Instructions to follow:
The records are set out below this line. Return exactly the lines from the one containing "Target: yellow flag" through the last, and exclude the pictures.

=== Data provided ===

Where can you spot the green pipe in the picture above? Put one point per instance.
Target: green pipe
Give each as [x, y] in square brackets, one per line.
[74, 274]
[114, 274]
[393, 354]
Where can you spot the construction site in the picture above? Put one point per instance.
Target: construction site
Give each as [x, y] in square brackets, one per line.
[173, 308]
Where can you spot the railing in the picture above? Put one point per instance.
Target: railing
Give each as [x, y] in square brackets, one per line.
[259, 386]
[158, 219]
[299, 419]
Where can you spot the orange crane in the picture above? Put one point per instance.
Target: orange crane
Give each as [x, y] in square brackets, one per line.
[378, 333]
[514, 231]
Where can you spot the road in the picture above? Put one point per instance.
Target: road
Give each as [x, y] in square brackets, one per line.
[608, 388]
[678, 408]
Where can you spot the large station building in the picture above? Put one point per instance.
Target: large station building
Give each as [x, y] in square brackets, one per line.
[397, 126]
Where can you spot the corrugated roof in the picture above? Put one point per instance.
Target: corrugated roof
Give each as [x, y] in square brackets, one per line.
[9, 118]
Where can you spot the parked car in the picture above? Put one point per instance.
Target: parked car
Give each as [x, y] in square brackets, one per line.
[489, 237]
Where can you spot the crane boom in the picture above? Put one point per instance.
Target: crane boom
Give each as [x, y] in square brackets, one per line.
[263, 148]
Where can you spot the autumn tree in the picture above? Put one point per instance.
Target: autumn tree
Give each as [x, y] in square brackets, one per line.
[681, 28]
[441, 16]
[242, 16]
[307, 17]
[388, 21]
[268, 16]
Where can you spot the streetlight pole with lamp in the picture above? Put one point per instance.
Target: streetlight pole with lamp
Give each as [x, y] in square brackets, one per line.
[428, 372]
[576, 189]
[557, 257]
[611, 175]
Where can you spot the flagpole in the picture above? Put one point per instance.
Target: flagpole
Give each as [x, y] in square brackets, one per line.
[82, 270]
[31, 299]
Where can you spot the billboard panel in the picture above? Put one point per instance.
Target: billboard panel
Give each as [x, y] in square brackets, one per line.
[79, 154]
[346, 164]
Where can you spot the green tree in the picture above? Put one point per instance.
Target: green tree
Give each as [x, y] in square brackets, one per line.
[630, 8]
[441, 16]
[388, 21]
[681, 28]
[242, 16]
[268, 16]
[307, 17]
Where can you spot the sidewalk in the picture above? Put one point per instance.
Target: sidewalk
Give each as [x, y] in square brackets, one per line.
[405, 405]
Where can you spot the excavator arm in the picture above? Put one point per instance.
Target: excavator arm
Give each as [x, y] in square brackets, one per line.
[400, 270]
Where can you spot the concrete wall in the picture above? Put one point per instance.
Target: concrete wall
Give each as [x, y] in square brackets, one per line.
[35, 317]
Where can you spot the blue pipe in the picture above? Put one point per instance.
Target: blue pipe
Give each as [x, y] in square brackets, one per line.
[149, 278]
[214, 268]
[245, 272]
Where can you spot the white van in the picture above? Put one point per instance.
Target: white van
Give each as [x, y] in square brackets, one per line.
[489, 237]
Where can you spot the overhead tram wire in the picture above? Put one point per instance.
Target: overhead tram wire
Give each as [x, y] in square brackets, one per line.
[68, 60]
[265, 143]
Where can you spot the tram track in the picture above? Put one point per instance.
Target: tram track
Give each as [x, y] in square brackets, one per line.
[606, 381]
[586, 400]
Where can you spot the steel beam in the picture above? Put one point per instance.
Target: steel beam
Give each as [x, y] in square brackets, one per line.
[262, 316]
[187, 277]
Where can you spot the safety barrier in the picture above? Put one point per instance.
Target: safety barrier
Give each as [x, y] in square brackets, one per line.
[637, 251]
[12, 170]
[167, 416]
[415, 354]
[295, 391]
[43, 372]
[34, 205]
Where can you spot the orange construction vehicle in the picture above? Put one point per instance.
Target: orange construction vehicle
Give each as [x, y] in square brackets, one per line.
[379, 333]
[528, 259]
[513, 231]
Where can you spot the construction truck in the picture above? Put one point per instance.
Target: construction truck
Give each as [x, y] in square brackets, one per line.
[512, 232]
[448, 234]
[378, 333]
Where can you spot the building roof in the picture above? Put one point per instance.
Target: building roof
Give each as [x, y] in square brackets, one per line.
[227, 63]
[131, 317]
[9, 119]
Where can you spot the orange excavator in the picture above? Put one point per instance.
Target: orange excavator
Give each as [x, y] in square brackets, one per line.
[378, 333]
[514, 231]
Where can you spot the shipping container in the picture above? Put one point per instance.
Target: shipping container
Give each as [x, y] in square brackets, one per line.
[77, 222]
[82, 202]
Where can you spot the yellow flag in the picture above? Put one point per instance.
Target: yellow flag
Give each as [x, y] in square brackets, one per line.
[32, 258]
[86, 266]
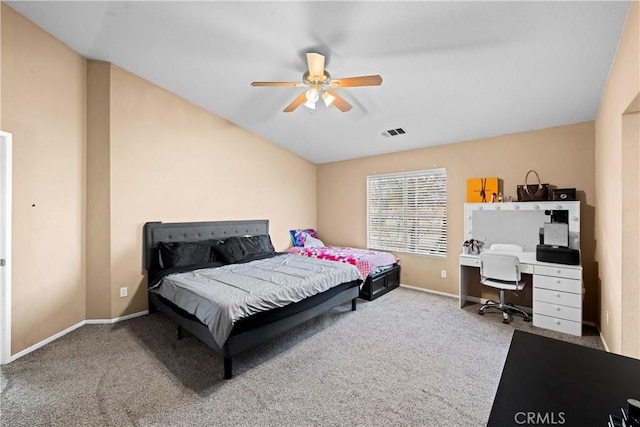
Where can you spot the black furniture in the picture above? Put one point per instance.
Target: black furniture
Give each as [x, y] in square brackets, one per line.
[247, 332]
[550, 382]
[380, 281]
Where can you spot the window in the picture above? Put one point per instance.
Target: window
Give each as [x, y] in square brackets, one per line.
[407, 212]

===

Result for this exercise:
Target: yellow flag
Give each as [x, y] in square brackets, one per line.
[32, 258]
[86, 266]
Where can you spot the black furniture in the picture above? Put one point per instance.
Target: black furniture
Give each as [x, y] in square brackets, one per line.
[247, 332]
[550, 382]
[380, 281]
Where can you spot the window in the picture above? Put one point per instance.
Target: window
Give each as [x, y] in square brackets, one per line.
[407, 212]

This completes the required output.